It should be noted, however, that Ellis has never outscored Wade in a head-to-head matchup, with Wade shooting 53.7 percent and Ellis shooting 36.4 percent in those games.
Simply, they remain worlds apart in terms of basketball IQ and in efficiency.
Wade is shooting a career-best .521 this season.
Ellis is close to a career-worst at .417.
Ellis, like Wade, does handle the ball quite a bit and actually averages more assists (6.0 to 5.0).
But Wade remains the superior defender, especially off the ball. He's also proven on the grand stage, as all those wins and those two championships suggest. Ellis, meanwhile, hasn't played in the playoffs since 2007 for Golden State—and, at the time, he appeared scared.
He's older now, and perhaps quite a bit better.
Better than Wade?
For the Bucks' sake, he better be.
Brandon Jennings has scored at a high level... but can he be efficient?
Monta Ellis isn't the only Milwaukee Bucks with irrational confidence.
Read what Brandon Jennings told the Milwaukee Journal-Sentinel:
The two games that we played Miami so far, we matched up well against them. If you ask me, that's who I would want to play first round, Miami.
Just the fact over the years, a lot of the games have gone down to the wire with us and Miami. Right now we haven't really played well against the Knicks. I just feel better if we play Miami first round, just the fact we have good games against them.
I don't know if it's because they're the champs or what, but we always play harder against Miami.

Stored dataset items:

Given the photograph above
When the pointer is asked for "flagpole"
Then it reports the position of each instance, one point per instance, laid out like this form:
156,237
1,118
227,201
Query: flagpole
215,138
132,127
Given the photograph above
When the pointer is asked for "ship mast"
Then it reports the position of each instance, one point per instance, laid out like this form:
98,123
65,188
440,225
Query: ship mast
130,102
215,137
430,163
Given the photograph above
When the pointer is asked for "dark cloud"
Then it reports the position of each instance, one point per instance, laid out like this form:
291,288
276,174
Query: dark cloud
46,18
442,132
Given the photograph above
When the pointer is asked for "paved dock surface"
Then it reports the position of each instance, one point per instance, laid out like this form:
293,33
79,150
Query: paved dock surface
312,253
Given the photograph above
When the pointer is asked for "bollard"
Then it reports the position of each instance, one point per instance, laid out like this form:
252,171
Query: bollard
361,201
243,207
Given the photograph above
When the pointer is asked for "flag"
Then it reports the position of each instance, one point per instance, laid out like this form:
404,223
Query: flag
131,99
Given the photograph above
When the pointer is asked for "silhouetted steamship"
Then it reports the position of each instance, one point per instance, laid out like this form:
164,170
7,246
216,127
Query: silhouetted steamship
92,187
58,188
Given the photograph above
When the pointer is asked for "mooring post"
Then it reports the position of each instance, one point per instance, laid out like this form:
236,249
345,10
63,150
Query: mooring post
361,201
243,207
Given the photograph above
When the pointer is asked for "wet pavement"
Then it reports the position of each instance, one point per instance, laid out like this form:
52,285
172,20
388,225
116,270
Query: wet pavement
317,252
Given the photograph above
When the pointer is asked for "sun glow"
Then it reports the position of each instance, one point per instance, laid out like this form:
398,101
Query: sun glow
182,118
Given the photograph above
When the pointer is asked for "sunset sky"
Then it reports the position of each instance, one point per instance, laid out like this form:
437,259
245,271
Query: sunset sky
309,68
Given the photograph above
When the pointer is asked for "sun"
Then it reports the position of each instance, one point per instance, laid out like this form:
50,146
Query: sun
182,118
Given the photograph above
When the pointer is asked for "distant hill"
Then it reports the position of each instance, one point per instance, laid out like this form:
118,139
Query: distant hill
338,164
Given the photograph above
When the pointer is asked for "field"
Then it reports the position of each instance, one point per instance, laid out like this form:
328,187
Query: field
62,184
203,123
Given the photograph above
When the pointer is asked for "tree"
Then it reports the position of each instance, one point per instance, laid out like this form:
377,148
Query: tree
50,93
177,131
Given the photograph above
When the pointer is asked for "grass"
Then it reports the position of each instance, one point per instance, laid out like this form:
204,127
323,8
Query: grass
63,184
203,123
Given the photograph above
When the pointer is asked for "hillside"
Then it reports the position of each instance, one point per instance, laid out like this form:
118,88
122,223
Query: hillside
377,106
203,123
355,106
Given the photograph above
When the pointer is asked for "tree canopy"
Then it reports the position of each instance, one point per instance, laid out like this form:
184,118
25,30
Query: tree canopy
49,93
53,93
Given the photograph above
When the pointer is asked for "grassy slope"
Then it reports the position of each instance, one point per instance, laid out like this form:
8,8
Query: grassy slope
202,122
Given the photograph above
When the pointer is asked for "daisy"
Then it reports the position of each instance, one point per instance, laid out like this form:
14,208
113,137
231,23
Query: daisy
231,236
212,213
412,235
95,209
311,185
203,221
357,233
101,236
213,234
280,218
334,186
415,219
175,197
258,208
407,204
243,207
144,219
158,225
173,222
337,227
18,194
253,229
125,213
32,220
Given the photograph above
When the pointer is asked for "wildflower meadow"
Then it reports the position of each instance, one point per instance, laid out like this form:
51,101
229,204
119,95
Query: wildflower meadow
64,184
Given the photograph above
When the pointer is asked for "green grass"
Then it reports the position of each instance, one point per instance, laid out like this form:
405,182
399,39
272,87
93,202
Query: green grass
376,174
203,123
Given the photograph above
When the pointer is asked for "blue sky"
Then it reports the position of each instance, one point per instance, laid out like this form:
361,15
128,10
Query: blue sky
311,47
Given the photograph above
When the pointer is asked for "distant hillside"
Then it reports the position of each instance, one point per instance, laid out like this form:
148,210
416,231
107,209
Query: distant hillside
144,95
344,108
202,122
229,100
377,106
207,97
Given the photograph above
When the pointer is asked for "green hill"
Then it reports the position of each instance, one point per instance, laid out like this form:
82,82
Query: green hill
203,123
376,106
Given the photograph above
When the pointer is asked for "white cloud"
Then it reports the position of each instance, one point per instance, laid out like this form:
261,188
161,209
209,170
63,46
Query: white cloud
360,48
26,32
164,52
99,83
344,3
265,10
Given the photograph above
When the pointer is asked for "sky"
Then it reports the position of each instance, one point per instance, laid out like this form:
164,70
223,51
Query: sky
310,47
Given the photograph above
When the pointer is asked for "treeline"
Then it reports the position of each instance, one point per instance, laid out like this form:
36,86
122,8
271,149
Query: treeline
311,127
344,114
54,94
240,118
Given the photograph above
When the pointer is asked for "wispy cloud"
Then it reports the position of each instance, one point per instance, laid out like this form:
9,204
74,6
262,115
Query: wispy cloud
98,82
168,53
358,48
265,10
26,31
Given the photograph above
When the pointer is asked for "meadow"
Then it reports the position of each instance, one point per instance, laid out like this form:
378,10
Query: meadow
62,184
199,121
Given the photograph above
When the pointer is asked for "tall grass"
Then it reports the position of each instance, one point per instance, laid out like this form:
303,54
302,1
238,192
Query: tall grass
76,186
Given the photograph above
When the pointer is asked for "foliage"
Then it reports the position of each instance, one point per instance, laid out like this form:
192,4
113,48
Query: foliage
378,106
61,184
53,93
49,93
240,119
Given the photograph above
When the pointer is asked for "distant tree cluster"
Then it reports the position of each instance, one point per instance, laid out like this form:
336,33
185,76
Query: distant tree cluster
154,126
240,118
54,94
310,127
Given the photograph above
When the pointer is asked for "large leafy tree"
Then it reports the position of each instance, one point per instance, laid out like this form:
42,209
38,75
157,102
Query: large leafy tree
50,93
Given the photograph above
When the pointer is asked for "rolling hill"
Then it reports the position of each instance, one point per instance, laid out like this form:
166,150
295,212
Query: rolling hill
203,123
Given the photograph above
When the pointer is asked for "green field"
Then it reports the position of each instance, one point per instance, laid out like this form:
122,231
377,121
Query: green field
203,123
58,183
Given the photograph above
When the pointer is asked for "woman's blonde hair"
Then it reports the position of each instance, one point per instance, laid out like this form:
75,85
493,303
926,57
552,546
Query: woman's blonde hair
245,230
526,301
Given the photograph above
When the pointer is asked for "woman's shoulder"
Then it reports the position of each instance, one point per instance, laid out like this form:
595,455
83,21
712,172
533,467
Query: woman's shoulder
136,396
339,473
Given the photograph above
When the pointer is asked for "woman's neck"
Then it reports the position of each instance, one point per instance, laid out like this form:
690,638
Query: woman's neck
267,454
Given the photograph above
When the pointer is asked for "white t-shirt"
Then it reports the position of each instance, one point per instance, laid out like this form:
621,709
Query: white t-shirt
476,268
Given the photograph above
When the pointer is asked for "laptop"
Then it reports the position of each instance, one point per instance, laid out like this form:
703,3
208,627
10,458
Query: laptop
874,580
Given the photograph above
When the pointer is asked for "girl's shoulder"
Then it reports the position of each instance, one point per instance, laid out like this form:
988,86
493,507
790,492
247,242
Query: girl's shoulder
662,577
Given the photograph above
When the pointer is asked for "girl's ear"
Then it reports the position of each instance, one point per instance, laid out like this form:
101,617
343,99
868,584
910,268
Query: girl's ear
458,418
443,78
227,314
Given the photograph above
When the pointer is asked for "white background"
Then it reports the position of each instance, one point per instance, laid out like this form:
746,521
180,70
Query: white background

### [Your task]
Rewrite the paragraph of the basketball commentary that begins "But Wade remains the superior defender" more concisely, keeping its main facts. The entries are independent material and are not connected to the basketball commentary.

### [Written answer]
Wade is the better defender, particularly off the ball, and has proven himself on the grand stage through his many wins and two championships. Ellis has not played in the playoffs since 2007 with Golden State, when he appeared scared.